Set task a: In the passage about the drama adaptation, what does Yang Yang see as the start of Han Li's journey into cultivation?

Given passage:
----------
That small change—who leaves their name—also reshapes Nangong Wan's character. In the novel, she tells Han Li her name after he asks. In the drama, it's reversed: Han Li introduces himself, but Nangong Wan doesn't respond. To make that choice feel natural, Yang Yang had already built in a layer of worldbuilding—in the cultivation world, low-level cultivators hold high-level ones in awe. That way, it also sets the stage for later, when Nangong Wan feels conflicted because Han Li doesn't actually know who she is.
Understanding the Character: Han Li Has to Stay Mortal
For Yang Yang, Han Li's journey into cultivation begins with something very simple: a desire to survive. Producer and chief writer Wang Yuren fully agreed with this take.
----------
[Dataset entries]
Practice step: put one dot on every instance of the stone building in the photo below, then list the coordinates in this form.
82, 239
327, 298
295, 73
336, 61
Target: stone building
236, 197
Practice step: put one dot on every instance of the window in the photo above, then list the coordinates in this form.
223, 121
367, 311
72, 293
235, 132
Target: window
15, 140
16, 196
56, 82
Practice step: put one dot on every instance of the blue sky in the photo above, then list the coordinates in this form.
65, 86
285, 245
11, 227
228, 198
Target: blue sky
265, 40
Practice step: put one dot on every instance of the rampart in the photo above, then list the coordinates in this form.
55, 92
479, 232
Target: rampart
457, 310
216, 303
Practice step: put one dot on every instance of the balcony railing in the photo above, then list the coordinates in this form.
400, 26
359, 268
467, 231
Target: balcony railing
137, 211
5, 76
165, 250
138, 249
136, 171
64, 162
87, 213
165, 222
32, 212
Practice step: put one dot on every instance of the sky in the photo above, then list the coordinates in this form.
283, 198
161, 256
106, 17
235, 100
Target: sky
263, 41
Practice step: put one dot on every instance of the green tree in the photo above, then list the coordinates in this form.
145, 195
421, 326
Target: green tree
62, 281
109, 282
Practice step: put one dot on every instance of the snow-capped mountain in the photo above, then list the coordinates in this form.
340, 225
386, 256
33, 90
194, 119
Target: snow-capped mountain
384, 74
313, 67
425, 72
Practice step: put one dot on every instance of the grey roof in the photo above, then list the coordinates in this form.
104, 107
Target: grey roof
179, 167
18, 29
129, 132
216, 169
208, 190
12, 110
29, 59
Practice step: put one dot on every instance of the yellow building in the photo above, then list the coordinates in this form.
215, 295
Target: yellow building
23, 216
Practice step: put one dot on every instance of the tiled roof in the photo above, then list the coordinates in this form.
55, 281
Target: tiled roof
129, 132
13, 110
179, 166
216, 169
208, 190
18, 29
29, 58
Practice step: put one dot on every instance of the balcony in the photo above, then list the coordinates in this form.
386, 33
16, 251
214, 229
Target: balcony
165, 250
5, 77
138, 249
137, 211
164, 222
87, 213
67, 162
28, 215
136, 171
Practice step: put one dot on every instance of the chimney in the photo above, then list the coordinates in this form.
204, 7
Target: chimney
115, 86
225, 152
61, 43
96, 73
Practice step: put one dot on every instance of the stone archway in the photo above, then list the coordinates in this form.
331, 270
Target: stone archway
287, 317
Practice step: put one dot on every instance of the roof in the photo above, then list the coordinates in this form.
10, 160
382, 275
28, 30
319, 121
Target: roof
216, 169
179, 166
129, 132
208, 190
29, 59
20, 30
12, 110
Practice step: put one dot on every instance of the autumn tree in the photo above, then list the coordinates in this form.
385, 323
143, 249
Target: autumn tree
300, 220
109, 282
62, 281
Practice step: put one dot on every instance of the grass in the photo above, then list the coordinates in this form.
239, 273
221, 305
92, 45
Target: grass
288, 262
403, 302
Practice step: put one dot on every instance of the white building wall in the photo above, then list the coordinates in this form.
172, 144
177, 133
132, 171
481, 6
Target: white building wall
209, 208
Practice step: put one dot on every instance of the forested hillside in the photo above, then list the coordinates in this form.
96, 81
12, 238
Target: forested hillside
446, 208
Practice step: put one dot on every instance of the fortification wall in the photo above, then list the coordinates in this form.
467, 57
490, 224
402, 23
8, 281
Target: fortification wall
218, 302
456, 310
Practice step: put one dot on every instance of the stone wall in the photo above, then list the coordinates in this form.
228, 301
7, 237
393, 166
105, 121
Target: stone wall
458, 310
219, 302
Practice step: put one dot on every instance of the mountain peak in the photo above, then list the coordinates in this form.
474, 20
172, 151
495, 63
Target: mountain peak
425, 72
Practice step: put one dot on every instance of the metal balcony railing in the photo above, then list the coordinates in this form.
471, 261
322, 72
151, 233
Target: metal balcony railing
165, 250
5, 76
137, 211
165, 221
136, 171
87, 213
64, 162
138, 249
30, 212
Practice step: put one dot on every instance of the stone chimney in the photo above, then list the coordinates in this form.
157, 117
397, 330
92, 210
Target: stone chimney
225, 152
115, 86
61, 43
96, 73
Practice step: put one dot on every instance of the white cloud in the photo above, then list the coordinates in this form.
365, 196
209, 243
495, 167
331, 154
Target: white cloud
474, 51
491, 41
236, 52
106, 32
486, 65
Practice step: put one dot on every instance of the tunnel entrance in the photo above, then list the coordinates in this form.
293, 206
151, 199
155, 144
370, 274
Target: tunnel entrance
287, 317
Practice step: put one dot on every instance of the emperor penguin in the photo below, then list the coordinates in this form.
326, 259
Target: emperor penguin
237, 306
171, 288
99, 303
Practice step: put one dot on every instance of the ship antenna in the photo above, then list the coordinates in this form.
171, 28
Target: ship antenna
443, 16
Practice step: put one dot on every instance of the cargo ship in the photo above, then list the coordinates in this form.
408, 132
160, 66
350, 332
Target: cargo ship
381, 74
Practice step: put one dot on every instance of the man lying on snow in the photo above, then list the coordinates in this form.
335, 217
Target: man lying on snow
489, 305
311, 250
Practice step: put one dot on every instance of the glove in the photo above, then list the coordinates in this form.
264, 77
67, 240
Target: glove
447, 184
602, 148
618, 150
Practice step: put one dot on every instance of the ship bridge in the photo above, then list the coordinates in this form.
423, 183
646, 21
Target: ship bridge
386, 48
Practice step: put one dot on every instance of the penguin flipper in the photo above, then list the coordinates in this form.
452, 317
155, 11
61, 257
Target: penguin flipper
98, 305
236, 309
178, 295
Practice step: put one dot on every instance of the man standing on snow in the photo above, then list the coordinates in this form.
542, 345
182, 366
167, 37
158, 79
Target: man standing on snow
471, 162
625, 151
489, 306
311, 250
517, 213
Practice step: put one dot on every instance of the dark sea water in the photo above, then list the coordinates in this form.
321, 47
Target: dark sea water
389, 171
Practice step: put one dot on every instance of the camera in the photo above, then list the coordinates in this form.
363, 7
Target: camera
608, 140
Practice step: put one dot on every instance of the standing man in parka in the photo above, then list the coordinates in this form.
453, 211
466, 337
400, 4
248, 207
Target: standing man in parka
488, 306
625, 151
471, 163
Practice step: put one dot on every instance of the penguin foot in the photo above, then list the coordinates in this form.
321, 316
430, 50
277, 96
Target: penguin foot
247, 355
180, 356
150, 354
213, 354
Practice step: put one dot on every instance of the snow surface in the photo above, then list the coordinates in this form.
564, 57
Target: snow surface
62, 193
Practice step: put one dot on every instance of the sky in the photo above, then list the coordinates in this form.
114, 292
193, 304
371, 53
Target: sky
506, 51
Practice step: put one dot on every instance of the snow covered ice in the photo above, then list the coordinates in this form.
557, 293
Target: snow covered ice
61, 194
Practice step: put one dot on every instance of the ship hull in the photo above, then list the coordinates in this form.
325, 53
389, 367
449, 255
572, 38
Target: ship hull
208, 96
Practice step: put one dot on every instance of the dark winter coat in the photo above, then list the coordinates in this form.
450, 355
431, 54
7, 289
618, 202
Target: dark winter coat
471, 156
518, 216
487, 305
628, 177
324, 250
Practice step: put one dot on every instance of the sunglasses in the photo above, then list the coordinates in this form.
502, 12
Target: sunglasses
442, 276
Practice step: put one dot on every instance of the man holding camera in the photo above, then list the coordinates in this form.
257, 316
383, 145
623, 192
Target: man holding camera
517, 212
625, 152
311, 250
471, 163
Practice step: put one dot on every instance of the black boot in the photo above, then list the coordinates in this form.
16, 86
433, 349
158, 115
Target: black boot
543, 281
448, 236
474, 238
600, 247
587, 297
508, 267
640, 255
----------
Set task b: Copy every line of the records, from the line containing "Practice step: put one dot on every instance of the black" through the end of the records.

Full output a: It begins with a desire to survive.

Full output b:
Practice step: put one dot on every instance of the black boot in the photo above, then list the coordinates in this form.
16, 86
433, 349
158, 115
Target: black boot
543, 281
448, 236
474, 238
600, 247
587, 297
508, 267
640, 255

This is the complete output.